Your assignment.
In the entries below, the word "woman" appears on some lines. Copy each of those lines.

(Data for review)

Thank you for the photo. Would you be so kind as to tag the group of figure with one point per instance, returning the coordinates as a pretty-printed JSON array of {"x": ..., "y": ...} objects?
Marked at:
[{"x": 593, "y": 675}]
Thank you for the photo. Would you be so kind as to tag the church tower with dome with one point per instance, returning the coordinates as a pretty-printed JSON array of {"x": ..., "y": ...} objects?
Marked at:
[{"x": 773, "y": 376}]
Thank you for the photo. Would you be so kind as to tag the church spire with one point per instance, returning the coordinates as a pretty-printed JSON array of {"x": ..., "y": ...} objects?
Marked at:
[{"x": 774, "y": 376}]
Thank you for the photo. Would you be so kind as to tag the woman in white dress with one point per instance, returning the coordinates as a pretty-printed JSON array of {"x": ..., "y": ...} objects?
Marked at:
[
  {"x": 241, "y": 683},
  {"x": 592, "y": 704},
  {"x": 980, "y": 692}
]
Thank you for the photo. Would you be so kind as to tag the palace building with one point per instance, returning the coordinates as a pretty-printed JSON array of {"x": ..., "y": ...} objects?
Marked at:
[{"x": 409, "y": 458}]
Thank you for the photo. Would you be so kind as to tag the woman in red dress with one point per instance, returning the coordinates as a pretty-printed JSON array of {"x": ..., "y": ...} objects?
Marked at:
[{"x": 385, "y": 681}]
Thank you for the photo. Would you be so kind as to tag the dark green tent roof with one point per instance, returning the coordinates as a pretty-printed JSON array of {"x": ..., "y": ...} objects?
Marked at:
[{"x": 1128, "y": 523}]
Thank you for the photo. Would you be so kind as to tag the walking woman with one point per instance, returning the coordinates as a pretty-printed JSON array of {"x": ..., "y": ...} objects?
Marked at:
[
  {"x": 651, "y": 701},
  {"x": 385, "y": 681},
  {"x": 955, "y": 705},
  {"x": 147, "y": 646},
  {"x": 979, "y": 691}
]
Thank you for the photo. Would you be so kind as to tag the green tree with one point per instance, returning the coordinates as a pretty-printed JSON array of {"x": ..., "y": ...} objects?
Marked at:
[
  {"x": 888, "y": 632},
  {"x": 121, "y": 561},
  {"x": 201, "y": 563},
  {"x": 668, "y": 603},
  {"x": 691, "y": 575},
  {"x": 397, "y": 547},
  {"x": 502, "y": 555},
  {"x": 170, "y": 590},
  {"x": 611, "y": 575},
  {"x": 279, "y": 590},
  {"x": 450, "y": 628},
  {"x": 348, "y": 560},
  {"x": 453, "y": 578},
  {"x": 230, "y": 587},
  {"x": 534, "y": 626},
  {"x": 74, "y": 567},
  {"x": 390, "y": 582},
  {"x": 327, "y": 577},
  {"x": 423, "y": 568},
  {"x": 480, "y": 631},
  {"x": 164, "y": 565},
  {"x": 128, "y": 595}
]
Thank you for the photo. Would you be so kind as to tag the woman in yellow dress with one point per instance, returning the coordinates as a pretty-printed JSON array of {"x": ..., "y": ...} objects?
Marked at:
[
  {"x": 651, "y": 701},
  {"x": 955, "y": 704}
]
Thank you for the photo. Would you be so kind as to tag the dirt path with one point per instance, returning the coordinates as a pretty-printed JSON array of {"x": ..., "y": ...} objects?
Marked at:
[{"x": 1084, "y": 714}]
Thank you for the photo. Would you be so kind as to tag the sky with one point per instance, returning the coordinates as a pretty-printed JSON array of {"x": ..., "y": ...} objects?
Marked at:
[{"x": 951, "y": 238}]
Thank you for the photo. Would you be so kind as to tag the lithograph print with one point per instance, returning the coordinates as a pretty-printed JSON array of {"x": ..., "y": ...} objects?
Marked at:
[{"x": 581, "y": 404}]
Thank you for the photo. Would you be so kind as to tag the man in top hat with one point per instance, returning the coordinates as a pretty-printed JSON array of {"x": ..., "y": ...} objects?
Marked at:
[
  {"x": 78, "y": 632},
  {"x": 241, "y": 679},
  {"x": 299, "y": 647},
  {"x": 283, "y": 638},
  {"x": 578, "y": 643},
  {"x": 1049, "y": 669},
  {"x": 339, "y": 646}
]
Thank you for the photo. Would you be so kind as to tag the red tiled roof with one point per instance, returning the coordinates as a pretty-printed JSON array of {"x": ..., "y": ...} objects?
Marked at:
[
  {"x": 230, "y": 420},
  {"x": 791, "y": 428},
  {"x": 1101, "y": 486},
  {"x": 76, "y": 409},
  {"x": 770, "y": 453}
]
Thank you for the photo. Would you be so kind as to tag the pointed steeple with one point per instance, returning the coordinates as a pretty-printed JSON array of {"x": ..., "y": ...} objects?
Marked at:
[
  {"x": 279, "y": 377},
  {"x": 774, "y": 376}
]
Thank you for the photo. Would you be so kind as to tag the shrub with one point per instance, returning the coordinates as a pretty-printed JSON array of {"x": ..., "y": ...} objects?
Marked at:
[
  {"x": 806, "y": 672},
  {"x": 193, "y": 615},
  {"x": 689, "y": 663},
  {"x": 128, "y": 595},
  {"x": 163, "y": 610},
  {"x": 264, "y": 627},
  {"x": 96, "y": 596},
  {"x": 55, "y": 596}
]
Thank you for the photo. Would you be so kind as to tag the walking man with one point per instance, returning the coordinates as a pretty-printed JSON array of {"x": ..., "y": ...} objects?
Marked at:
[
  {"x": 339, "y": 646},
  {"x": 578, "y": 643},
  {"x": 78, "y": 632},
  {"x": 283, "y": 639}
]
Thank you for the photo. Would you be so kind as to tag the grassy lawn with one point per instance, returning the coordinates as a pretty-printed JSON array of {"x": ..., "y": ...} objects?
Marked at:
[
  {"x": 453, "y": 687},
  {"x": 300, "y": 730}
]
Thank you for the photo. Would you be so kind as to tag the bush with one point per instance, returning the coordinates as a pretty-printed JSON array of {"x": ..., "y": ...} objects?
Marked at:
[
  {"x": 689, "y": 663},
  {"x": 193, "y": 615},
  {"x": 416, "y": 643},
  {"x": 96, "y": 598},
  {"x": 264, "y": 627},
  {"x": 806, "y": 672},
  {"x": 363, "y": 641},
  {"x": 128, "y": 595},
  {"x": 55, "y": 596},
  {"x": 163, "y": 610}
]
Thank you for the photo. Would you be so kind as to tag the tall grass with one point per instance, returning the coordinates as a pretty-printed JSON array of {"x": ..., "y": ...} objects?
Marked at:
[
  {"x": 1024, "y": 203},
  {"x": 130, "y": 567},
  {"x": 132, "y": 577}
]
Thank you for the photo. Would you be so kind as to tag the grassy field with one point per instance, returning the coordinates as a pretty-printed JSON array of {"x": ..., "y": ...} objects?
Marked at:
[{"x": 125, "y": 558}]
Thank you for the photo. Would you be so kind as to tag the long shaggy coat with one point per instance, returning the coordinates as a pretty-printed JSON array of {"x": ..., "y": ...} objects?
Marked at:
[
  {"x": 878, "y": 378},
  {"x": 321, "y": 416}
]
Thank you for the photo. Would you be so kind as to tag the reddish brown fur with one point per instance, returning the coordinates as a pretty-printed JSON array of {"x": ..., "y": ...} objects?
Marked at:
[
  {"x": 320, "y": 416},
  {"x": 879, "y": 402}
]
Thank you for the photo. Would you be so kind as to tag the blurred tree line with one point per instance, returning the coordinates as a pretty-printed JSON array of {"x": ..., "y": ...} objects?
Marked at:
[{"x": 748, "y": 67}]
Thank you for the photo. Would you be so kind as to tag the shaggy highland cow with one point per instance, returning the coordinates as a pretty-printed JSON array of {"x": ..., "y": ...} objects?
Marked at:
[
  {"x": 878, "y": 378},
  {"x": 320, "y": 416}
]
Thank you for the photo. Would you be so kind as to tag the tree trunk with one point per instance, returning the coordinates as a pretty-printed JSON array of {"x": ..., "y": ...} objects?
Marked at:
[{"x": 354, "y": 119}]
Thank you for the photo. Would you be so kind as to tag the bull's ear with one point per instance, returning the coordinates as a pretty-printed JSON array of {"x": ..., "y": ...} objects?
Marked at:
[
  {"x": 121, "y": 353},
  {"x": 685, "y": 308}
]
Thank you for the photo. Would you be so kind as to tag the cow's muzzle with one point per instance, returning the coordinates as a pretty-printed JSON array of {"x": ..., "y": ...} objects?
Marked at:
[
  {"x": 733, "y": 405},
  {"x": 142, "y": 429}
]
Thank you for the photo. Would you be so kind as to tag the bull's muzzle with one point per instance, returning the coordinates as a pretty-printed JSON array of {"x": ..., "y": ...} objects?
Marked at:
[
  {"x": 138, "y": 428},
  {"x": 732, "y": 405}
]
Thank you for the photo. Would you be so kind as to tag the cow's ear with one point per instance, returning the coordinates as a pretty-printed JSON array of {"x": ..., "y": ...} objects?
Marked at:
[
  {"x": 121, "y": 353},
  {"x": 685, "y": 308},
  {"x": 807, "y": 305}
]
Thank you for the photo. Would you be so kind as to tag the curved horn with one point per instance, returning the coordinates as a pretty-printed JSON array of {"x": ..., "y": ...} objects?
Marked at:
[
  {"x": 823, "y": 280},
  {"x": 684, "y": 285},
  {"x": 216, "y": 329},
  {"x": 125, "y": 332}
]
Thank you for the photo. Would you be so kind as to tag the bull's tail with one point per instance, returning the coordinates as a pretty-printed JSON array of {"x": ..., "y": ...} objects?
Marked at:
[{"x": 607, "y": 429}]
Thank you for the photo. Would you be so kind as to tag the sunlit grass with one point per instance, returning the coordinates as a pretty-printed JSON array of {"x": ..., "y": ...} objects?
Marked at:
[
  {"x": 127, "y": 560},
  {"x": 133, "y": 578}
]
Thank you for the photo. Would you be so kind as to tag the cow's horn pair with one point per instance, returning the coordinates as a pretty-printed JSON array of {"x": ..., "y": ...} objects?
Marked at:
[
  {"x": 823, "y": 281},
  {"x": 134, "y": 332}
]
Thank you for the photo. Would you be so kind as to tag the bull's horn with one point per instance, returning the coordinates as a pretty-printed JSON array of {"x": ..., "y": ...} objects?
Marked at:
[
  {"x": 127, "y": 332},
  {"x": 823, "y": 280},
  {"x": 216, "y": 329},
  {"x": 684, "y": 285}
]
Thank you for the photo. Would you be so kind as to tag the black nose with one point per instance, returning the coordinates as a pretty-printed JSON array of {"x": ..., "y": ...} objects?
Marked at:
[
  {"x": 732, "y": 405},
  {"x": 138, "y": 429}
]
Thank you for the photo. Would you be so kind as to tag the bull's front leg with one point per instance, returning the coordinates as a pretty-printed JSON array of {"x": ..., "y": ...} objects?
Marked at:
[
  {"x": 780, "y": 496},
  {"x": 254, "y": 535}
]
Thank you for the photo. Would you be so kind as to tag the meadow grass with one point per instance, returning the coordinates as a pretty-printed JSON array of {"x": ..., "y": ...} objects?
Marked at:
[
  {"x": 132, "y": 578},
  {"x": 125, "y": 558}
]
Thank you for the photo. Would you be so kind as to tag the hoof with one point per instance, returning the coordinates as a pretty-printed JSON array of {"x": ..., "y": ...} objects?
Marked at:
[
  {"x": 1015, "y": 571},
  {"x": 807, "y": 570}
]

(End Data for review)

Problem solution.
Thank you for the photo. Would you be so kind as to tag the woman in white dress with one point per instance, returning the coordinates as a pretty-printed JSON array of {"x": ..., "y": ...} objects?
Thank you for the photo. Would you be so kind as to tag the woman in red dress with one point per instance, returning the coordinates as a pretty-printed JSON array of {"x": ..., "y": ...} objects?
Thank you for the photo. Would you be so kind as to tag the walking woman with one point per instance, returning the coordinates as a pretty-printed JSON array of {"x": ..., "y": ...} objects?
Thank you for the photo. Would you be so kind as to tag the woman in yellow dress with one point per instance, returning the coordinates as a pretty-printed JSON array of {"x": ..., "y": ...} objects?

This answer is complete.